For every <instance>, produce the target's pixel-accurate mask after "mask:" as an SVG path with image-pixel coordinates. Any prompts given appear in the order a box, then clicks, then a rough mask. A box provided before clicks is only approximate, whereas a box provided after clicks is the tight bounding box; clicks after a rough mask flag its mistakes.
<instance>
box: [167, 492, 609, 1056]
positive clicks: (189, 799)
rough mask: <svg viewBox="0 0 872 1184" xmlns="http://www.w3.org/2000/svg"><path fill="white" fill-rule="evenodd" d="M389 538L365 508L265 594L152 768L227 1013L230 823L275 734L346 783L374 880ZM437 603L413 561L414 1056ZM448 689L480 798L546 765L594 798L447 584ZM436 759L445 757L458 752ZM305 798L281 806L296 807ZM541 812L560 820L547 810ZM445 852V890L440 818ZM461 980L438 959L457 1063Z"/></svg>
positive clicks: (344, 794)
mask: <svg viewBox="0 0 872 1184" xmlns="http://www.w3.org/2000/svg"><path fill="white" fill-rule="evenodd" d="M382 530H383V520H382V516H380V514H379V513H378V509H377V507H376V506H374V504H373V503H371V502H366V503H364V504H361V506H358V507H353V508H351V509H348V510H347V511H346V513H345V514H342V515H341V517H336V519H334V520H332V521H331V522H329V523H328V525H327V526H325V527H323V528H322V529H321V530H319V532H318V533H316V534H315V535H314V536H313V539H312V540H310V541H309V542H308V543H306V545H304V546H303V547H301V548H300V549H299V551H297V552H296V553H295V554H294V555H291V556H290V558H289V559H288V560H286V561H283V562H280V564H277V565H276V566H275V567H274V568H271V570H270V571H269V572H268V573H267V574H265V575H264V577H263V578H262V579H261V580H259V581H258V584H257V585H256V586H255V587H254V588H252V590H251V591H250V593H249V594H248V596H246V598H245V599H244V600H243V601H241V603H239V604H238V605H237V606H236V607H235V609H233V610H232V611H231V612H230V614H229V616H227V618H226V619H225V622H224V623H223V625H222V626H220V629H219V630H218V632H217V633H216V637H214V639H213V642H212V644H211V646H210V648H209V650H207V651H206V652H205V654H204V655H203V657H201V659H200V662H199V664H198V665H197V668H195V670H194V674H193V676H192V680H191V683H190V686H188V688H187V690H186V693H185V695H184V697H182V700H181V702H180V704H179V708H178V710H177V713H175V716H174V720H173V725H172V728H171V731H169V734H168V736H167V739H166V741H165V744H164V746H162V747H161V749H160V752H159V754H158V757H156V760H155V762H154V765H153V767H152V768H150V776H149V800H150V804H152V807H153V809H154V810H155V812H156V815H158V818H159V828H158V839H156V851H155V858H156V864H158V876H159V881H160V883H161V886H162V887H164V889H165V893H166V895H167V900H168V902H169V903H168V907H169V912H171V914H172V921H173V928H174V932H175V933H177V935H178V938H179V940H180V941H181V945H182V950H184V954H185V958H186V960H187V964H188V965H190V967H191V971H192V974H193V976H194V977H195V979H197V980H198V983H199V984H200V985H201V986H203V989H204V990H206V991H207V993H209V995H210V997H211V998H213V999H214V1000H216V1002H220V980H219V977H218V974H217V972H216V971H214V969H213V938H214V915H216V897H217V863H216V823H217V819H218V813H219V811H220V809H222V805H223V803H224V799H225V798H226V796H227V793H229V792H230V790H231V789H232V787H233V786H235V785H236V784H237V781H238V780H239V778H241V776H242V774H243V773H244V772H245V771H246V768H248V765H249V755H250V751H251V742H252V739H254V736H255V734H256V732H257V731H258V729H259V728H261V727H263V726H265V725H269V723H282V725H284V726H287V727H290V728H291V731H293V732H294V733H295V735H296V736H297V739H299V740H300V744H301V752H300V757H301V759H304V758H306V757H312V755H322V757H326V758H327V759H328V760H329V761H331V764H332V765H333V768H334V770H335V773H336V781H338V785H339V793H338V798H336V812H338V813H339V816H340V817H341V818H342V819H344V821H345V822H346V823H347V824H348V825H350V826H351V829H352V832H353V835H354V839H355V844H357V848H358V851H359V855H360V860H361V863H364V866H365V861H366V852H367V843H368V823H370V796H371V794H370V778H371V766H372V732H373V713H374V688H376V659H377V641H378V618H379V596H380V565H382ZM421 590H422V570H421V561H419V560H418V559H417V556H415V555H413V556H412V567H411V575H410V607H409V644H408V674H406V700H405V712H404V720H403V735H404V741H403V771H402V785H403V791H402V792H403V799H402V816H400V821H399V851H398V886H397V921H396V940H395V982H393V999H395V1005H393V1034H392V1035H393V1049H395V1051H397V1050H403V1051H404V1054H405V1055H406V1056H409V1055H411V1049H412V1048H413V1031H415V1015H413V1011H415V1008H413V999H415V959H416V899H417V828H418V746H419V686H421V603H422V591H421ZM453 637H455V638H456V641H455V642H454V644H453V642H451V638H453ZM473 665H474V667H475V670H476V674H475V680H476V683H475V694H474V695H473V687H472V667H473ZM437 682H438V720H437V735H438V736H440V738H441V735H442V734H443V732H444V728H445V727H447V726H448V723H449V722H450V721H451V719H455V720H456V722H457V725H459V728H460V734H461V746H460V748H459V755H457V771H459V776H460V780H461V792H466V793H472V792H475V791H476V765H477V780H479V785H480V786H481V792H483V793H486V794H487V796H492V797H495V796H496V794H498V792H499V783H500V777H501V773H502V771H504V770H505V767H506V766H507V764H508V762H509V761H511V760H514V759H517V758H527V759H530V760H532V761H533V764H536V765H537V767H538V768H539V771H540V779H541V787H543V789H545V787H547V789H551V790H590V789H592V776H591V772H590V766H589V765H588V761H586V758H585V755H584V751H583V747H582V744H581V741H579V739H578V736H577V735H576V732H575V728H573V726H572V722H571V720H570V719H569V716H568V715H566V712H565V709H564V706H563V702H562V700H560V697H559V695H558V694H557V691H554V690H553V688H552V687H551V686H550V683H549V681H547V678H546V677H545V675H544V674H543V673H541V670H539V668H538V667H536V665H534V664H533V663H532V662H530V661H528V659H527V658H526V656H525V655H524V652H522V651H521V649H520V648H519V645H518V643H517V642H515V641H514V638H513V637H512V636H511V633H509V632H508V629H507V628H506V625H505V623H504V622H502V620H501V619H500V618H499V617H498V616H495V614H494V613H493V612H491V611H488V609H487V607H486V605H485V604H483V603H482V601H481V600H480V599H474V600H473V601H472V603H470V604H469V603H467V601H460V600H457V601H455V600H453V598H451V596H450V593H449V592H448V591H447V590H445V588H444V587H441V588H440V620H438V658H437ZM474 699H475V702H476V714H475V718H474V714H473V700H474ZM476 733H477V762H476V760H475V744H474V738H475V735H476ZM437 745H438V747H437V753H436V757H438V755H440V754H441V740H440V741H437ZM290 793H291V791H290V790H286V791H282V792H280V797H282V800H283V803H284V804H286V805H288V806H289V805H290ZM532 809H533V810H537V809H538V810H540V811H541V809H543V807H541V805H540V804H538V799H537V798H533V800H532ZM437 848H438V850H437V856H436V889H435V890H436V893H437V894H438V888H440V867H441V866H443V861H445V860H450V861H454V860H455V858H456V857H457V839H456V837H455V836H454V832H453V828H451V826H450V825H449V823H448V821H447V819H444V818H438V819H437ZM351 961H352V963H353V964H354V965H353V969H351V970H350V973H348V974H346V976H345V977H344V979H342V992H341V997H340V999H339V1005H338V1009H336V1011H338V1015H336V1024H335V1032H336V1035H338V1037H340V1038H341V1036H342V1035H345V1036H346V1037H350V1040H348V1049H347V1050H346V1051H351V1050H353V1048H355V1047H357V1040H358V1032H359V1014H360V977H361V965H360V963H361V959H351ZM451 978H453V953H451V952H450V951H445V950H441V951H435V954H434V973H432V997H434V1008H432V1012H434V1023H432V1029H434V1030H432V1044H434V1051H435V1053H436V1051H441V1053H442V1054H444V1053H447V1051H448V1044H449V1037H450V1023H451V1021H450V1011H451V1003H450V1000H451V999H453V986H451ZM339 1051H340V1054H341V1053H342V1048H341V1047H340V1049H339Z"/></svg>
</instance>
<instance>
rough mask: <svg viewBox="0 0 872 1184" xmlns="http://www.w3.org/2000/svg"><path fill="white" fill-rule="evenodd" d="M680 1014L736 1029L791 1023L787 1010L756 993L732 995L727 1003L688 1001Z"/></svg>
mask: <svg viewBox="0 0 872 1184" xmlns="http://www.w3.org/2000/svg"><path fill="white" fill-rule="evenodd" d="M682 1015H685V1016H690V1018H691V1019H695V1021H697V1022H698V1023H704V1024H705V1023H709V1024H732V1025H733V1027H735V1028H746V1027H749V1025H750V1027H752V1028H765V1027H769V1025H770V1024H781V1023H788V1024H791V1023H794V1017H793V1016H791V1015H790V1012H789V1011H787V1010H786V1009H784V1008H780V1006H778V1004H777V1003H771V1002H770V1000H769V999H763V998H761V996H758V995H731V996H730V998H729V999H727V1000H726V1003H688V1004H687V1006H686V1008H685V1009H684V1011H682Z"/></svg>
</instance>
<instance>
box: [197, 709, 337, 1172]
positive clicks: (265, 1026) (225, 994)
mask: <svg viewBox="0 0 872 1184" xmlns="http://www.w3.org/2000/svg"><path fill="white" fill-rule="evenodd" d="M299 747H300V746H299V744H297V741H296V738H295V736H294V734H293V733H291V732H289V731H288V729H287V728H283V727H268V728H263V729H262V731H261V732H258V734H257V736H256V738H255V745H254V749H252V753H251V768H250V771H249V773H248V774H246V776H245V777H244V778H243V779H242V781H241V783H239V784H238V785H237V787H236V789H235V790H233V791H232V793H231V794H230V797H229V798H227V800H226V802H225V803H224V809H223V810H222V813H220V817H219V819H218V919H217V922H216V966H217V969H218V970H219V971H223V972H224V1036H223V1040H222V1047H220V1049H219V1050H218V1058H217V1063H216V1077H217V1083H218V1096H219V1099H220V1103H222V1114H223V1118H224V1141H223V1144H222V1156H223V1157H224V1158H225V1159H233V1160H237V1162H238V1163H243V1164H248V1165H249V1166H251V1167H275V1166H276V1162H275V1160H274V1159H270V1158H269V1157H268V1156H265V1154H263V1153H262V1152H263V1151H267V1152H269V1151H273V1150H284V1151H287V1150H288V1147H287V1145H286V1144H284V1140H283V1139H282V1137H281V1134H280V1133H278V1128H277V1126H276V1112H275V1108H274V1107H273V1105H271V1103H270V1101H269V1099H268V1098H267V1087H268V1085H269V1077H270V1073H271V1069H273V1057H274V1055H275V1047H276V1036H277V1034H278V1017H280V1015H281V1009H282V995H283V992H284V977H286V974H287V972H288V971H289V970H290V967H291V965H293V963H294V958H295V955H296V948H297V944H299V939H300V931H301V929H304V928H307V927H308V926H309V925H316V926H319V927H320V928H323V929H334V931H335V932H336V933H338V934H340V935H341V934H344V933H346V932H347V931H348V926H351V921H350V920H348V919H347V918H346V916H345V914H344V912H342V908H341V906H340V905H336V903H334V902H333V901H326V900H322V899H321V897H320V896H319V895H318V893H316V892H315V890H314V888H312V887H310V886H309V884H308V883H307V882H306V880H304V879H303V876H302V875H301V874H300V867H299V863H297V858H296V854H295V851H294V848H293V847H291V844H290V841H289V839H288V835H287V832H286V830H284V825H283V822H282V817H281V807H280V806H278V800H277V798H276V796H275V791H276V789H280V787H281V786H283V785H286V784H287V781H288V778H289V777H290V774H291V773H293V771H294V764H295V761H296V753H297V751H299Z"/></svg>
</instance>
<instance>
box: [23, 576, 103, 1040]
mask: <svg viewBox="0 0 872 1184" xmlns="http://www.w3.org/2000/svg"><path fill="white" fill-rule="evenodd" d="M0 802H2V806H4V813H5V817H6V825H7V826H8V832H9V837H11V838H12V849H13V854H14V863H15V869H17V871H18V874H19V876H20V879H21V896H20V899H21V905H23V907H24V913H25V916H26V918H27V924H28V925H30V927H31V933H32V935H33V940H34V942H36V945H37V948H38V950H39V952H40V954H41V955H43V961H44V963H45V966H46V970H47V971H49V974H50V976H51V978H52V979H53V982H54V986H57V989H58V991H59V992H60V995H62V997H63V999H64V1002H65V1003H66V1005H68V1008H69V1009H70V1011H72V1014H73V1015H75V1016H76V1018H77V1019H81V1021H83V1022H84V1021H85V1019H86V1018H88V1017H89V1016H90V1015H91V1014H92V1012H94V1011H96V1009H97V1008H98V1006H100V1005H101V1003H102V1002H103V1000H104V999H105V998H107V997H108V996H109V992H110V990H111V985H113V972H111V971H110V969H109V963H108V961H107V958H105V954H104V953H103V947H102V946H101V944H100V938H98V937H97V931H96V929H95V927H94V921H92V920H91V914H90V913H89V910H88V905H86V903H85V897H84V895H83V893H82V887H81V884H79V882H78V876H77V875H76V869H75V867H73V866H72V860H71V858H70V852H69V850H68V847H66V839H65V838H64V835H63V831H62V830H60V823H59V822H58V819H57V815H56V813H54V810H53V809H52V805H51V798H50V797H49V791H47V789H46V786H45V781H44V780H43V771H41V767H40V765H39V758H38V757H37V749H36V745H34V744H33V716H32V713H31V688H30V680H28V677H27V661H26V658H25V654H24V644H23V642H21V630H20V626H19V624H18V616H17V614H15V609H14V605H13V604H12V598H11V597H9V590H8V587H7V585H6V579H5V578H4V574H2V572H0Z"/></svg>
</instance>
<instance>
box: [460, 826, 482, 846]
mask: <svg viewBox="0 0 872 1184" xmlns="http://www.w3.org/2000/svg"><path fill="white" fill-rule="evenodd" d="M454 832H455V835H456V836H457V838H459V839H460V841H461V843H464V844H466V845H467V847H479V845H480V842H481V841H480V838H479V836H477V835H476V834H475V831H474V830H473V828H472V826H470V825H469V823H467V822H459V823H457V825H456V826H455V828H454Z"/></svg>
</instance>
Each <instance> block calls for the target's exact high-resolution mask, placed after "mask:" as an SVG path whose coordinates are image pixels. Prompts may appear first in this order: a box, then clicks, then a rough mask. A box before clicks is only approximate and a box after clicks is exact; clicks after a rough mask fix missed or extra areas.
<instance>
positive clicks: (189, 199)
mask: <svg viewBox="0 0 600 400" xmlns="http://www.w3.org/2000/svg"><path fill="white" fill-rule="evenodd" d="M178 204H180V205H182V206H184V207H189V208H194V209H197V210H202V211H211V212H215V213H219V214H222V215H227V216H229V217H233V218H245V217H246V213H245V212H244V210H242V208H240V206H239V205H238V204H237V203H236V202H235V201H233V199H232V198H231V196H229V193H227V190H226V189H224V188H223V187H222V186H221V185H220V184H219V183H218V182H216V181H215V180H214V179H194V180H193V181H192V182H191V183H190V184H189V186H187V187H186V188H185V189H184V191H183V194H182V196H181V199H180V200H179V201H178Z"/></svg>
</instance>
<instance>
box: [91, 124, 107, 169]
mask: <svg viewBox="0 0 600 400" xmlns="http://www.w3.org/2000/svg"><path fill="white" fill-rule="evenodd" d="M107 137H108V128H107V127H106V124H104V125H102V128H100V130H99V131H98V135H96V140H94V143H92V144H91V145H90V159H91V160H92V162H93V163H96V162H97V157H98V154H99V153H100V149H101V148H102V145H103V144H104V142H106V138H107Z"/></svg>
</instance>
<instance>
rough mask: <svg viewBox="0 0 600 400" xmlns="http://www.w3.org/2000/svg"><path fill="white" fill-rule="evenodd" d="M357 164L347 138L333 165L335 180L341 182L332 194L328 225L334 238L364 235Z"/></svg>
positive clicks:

━━━━━━━━

Copy each line in the entries above where the word "appear" shows up.

For every <instance>, produce the target's pixel-accurate mask after "mask:" as an SVG path with image-pixel coordinates. Any prompts given appear in the order a box, then clicks, then a rough mask. A box provided before clicks is only approximate, whereas a box provided after clicks is the tight bounding box; clicks after a rough mask flag its mistakes.
Each <instance> block calls for the target's exact high-resolution mask, placed after "mask:" as an SVG path whose coordinates are image pixels. Prompts may appear first in this order: a box, then clicks, then a rough mask. A box before clicks is only approximate and a box after clicks is exact; clicks after a rough mask fix missed or extra areas.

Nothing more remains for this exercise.